Data listing ▸
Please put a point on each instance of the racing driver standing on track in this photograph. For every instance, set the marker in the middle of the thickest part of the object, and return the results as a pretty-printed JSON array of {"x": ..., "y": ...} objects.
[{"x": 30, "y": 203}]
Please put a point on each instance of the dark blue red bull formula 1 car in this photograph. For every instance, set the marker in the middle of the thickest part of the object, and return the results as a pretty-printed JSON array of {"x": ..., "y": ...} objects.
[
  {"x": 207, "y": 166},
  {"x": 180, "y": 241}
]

---

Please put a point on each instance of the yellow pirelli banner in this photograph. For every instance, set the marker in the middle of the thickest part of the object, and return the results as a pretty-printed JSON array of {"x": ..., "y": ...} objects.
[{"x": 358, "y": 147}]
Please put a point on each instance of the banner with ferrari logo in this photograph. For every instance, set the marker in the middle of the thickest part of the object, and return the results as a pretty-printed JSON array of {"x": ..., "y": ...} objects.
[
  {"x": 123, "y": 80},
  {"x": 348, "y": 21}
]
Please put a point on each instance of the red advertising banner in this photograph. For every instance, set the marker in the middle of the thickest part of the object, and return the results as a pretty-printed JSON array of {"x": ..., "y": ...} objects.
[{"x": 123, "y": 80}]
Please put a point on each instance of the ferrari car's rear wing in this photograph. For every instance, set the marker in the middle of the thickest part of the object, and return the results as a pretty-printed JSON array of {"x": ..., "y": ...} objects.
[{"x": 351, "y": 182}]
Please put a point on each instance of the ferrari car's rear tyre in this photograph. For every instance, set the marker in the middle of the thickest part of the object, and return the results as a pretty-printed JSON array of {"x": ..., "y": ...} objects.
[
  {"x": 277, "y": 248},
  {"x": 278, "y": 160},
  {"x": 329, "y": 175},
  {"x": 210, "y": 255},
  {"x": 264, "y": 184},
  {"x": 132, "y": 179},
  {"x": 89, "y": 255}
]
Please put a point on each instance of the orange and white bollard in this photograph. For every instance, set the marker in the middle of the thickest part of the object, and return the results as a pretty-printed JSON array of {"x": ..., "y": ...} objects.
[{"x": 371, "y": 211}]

---

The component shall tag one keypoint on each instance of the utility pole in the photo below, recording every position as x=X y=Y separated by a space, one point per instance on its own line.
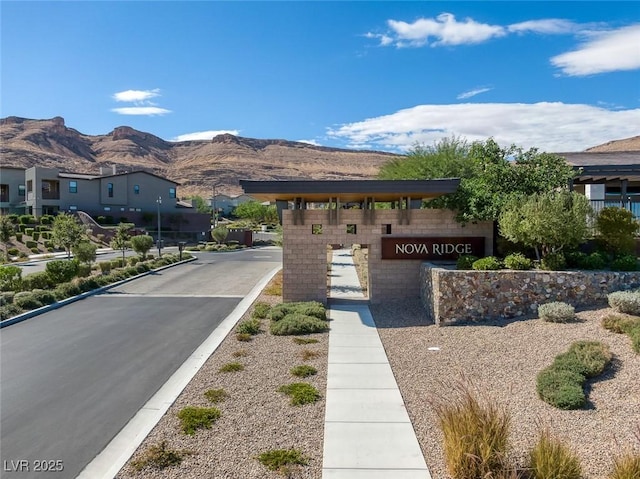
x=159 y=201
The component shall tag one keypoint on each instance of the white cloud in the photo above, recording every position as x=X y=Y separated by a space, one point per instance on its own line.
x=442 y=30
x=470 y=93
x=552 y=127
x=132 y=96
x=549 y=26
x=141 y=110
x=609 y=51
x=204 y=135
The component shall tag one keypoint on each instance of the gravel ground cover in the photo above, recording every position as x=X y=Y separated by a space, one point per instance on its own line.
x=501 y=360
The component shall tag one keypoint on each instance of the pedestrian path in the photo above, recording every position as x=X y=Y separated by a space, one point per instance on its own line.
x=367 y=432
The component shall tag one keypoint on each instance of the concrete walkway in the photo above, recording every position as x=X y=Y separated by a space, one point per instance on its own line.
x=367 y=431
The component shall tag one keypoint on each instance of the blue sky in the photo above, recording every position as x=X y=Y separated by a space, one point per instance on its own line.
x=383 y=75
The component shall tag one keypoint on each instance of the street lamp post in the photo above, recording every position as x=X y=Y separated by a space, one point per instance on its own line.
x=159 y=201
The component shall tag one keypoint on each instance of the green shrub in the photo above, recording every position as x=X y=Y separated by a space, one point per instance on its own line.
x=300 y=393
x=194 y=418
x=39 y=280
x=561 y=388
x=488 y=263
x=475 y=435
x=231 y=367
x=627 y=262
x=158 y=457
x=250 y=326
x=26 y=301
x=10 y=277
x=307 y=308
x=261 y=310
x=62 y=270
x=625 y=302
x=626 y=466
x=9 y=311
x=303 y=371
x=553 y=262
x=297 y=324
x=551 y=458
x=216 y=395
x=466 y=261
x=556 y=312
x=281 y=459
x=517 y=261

AIM OF THE TASK ▸ Show every line above that contains the word "blue", copying each one in full.

RESULT OF THIS TASK ▸
Please put a point on each instance of the dark blue red bull formula 1 car in this photograph. For every instance, set the marker in the middle of the thickest part of the object, and return the results as a pretty-printed JSON array of {"x": ..., "y": ...} objects.
The component shall tag one keypoint on each instance of the blue sky in the photo above, recording every position as x=X y=Y separated by a space, one point per instance on its own line.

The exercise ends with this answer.